The answer should contain all of the data, retyped without any alteration.

● **Record extracts**
■ ■ ■ ■ ■
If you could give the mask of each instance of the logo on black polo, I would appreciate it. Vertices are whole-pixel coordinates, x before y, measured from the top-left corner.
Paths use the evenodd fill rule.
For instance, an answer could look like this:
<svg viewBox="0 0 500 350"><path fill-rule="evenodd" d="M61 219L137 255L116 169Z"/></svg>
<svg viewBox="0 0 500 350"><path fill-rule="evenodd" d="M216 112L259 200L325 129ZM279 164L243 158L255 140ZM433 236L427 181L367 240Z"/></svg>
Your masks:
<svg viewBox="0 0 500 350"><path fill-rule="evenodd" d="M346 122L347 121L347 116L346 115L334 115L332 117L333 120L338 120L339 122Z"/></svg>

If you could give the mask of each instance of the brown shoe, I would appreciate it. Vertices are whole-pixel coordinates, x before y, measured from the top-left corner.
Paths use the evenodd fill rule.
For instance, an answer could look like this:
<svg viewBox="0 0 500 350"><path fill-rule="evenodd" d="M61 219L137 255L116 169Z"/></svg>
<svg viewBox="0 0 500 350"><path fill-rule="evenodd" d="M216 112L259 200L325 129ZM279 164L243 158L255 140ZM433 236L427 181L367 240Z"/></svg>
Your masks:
■ ■ ■ ■ ■
● **Response for this exercise**
If you could give the mask of each instance of the logo on black polo, I would appreciate it. Vertices are whole-pixel coordinates, x before y, measured from the top-left corner.
Paths use the evenodd fill rule.
For instance, an answer could look like this:
<svg viewBox="0 0 500 350"><path fill-rule="evenodd" d="M61 219L137 255L116 169Z"/></svg>
<svg viewBox="0 0 500 350"><path fill-rule="evenodd" d="M216 112L259 200L325 129ZM279 164L243 158L255 140ZM433 236L427 181L367 240Z"/></svg>
Your masks:
<svg viewBox="0 0 500 350"><path fill-rule="evenodd" d="M346 122L347 121L347 116L346 115L334 115L332 117L333 120L338 120L339 122Z"/></svg>

If you could give the mask of each instance of the brown shoe, I would appreciate it. Vertices are whole-pixel coordinates, x before y, measured from the top-left corner.
Paths use the evenodd fill rule.
For instance, an answer could look like this:
<svg viewBox="0 0 500 350"><path fill-rule="evenodd" d="M61 219L137 255L116 169Z"/></svg>
<svg viewBox="0 0 500 350"><path fill-rule="evenodd" d="M216 112L259 200L325 129ZM279 164L243 158L255 140ZM433 236L427 181L367 240Z"/></svg>
Your masks:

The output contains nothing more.